__GIVEN PROBLEM__: Extract every line of the records below verbatim, from the first line to the last.

__PROVIDED RECORDS__:
■ ■ ■ ■ ■

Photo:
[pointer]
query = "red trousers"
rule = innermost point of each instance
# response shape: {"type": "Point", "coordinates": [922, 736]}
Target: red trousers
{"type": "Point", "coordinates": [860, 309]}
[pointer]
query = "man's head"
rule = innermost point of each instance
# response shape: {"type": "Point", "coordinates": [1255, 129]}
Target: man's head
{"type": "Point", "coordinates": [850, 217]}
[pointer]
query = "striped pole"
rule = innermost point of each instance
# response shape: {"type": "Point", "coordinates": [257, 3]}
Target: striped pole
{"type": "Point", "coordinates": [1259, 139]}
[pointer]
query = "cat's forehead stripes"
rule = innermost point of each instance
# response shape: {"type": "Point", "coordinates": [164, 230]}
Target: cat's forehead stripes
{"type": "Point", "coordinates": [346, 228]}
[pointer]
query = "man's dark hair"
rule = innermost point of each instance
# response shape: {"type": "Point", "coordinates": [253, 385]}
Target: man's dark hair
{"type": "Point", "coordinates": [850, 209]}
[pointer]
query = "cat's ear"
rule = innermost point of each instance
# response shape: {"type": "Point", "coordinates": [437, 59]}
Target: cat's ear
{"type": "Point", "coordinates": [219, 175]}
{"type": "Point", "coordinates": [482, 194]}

■ ■ ■ ■ ■

__RESPONSE__:
Photo:
[pointer]
query = "red trousers"
rule = innermost point of each instance
# response shape: {"type": "Point", "coordinates": [922, 736]}
Target: red trousers
{"type": "Point", "coordinates": [860, 309]}
[pointer]
query = "man's head"
rule = innermost point of each instance
# response shape: {"type": "Point", "coordinates": [1255, 129]}
Target: man's head
{"type": "Point", "coordinates": [850, 217]}
[pointer]
query = "striped pole"
rule = innermost point of each instance
# response shape: {"type": "Point", "coordinates": [257, 3]}
Target: striped pole
{"type": "Point", "coordinates": [1259, 139]}
[pointer]
query = "cat's forehead stripes"
rule = innermost point of each instance
# response shape: {"type": "Point", "coordinates": [164, 230]}
Target: cat's forehead stripes
{"type": "Point", "coordinates": [346, 228]}
[pointer]
query = "man's dark hair"
rule = innermost point of each instance
# response shape: {"type": "Point", "coordinates": [253, 385]}
Target: man's dark hair
{"type": "Point", "coordinates": [850, 209]}
[pointer]
query = "cat's ear"
rule = innermost point of each instance
# response shape: {"type": "Point", "coordinates": [437, 59]}
Target: cat's ear
{"type": "Point", "coordinates": [219, 175]}
{"type": "Point", "coordinates": [482, 194]}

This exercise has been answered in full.